Dataset records on object locations:

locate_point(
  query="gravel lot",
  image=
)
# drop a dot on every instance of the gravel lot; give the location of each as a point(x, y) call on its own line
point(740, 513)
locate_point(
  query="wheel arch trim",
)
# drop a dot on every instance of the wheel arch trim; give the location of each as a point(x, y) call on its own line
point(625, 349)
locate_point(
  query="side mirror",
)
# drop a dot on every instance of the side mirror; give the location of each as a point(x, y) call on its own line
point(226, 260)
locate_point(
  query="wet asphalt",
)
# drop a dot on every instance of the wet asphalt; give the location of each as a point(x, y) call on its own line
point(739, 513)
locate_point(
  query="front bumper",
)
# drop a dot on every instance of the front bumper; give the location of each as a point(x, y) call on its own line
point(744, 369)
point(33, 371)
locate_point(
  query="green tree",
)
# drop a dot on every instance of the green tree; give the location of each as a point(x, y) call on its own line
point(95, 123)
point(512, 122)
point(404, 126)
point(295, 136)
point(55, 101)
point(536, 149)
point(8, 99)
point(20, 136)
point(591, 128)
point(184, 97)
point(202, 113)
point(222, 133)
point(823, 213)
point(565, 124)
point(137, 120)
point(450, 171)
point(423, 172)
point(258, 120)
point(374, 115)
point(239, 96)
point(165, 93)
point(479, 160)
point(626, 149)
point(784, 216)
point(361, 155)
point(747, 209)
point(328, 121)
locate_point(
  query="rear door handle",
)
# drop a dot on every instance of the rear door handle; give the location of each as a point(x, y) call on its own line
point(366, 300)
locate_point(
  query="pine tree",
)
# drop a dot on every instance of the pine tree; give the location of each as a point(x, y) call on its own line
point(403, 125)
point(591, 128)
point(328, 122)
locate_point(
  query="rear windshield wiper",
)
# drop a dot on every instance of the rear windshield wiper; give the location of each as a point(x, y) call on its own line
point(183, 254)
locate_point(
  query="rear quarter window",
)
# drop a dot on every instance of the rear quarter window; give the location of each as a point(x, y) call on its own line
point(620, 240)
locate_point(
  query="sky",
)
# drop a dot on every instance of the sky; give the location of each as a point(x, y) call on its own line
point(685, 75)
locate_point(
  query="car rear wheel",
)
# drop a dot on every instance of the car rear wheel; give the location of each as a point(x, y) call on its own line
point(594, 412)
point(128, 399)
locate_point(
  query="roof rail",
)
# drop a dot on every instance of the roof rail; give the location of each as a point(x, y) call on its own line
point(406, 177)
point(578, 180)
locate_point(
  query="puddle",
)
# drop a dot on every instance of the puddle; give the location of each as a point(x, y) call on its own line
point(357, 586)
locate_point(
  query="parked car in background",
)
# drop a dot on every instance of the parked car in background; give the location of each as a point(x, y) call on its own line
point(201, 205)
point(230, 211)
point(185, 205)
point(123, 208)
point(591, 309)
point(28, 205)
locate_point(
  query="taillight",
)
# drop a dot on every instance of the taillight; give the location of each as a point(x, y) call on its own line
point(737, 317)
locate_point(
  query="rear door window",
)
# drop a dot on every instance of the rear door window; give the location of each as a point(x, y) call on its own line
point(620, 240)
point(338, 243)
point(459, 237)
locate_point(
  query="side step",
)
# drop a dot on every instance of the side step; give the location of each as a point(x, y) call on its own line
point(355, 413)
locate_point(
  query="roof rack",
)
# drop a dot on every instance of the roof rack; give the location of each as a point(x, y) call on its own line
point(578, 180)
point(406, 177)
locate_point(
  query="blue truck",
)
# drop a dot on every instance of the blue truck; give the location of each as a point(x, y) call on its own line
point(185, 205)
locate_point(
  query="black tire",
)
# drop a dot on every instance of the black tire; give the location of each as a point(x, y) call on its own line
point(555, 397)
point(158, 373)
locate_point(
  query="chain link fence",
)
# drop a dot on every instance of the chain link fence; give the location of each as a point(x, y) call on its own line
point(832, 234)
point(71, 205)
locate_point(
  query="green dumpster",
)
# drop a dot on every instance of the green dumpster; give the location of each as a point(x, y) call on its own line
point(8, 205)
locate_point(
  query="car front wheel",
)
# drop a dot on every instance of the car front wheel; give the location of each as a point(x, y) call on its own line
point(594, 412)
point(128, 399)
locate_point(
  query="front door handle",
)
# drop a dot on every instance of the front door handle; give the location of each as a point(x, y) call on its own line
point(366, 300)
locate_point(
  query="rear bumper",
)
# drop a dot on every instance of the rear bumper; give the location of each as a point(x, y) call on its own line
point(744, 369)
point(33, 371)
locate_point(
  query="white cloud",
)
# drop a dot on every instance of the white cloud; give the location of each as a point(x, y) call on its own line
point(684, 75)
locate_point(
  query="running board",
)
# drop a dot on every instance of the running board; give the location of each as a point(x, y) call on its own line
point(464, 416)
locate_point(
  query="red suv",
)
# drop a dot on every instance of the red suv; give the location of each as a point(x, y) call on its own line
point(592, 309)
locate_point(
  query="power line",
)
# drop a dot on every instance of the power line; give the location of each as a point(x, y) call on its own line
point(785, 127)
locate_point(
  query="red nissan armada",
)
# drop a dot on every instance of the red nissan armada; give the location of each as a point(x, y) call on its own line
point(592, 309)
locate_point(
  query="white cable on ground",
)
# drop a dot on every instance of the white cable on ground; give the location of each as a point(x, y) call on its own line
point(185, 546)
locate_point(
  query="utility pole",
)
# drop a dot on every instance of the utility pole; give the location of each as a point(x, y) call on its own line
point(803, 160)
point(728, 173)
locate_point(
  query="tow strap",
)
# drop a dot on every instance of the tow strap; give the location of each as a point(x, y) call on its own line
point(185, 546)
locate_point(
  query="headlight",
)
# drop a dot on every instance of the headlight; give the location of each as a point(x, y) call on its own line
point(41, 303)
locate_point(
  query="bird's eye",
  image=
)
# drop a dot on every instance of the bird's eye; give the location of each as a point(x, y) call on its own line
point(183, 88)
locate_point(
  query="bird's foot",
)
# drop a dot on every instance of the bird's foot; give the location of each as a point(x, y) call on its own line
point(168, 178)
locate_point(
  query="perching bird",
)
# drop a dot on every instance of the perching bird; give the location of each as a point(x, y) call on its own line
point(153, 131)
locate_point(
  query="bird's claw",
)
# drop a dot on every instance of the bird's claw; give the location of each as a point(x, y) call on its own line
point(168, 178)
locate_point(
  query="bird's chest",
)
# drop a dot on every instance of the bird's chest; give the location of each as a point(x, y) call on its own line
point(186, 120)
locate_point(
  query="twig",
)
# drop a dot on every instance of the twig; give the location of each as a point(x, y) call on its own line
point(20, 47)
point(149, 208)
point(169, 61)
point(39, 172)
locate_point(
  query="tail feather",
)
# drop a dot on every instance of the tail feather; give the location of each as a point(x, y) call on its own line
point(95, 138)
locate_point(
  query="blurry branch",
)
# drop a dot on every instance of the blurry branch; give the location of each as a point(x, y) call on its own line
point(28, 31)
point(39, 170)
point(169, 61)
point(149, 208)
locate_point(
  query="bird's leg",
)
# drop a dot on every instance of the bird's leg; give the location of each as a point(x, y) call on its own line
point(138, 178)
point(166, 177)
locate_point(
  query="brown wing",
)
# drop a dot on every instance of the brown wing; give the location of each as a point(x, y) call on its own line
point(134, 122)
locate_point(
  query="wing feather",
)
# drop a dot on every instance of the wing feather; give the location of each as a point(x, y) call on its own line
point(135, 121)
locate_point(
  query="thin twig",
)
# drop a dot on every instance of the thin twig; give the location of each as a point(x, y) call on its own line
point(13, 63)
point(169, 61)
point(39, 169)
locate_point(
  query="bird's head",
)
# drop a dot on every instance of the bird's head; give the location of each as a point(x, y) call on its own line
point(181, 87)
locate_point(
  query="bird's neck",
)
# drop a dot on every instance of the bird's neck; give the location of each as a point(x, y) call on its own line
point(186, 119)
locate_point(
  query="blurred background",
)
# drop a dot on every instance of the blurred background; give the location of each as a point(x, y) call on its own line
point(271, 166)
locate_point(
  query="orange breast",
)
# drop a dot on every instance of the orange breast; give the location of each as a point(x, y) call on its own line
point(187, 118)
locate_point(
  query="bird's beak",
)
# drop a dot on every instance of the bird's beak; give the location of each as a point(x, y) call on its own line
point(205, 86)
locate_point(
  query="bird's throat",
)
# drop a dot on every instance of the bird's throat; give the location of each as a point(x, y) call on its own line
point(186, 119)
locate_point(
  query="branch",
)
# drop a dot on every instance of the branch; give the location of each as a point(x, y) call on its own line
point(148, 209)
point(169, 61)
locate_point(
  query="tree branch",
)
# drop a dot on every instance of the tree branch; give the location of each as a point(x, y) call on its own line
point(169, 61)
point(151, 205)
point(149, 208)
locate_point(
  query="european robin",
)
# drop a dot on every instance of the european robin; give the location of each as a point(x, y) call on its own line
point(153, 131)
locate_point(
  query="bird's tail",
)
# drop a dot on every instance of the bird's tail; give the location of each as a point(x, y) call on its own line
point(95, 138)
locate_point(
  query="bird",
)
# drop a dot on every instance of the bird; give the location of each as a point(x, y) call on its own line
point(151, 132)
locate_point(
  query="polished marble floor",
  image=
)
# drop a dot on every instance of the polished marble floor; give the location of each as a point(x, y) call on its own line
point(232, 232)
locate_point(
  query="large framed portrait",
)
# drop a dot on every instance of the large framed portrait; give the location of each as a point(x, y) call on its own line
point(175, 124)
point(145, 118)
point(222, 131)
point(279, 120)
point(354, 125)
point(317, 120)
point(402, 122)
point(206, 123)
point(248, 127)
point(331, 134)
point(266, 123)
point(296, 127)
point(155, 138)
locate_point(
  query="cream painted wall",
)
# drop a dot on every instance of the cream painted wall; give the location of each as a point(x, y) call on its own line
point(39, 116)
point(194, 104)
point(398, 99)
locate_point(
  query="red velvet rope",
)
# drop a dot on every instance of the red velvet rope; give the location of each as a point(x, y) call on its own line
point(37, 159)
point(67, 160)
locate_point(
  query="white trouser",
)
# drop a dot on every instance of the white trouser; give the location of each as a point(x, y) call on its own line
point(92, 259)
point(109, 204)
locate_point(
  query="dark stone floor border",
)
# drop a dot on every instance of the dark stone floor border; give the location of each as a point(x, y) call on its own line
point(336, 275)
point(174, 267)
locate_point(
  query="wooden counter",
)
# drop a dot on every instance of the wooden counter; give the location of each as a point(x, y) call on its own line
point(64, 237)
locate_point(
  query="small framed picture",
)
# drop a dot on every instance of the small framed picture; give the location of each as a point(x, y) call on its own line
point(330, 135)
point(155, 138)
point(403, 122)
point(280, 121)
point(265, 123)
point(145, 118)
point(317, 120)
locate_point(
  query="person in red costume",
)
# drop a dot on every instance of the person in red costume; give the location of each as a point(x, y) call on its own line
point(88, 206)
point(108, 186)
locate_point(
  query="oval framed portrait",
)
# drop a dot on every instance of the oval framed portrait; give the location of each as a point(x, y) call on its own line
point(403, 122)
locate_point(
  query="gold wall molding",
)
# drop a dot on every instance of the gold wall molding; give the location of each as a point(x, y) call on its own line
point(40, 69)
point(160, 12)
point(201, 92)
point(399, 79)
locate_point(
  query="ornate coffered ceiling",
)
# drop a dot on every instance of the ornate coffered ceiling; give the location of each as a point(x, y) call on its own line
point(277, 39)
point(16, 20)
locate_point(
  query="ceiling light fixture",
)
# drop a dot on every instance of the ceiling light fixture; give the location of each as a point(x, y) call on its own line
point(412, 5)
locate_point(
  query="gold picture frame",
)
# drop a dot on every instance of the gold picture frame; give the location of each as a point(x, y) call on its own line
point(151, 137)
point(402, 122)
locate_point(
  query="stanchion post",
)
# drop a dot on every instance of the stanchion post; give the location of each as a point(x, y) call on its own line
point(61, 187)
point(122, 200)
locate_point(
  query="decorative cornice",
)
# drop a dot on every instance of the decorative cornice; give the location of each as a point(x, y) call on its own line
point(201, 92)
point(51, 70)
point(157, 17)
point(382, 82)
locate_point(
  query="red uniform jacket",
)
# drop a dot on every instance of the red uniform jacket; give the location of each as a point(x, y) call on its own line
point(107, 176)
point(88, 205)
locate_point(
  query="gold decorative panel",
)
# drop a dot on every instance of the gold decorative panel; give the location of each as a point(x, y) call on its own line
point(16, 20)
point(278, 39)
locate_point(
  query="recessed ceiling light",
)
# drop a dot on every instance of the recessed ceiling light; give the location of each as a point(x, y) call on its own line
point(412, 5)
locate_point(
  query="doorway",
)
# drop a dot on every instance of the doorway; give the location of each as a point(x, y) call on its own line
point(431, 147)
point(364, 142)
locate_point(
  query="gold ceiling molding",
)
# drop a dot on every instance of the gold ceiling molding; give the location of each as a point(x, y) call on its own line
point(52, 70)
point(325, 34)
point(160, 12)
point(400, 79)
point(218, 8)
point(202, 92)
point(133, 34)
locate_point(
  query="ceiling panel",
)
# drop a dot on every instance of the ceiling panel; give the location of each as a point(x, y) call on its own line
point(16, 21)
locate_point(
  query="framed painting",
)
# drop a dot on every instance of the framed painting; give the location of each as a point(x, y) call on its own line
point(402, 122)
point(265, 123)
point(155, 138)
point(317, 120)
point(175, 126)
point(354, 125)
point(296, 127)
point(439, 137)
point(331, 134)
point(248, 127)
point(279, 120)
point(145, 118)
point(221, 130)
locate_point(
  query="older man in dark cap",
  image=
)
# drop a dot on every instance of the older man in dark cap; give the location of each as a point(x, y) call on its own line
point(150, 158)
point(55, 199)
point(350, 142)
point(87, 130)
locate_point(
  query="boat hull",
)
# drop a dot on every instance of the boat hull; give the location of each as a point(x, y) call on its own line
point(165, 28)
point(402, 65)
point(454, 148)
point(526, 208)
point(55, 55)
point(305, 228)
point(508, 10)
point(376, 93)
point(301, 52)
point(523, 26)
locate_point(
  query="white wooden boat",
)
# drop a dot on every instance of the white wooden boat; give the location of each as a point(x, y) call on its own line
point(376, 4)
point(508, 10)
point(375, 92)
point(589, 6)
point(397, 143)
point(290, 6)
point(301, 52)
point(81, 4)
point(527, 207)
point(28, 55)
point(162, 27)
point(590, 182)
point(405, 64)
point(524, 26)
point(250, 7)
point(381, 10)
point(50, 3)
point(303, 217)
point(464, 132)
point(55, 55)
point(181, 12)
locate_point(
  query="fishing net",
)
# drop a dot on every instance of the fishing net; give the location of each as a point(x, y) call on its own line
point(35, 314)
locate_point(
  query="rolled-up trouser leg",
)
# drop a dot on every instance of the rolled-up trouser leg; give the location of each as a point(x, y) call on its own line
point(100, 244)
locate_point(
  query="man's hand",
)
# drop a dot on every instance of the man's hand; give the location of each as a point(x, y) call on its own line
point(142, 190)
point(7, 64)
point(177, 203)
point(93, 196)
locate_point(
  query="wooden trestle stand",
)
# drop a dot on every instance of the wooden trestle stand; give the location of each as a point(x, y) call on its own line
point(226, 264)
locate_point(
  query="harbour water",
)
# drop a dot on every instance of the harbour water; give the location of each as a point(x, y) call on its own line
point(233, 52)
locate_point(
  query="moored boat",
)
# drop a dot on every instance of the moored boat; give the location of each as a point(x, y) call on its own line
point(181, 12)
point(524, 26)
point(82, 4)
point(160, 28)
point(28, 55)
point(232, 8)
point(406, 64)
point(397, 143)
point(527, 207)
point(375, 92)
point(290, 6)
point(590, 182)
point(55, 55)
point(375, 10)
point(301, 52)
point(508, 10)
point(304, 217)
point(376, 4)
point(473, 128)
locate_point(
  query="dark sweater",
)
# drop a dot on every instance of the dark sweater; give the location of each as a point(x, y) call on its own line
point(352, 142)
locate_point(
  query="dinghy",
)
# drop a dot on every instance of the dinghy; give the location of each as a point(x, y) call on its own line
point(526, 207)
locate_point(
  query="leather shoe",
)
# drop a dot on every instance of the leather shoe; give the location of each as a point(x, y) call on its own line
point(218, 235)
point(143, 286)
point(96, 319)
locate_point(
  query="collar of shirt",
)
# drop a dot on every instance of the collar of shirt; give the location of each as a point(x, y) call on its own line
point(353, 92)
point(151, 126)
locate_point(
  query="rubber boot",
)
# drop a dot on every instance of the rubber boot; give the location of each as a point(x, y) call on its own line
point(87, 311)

* What needs to be done *
Show every line of the listing above that contains the string "running", copying each line in full. Case counts.

* Output below *
  query="running board",
# drop a dot on every instance of the running board; give the location of each as a point(x, y) call on its own line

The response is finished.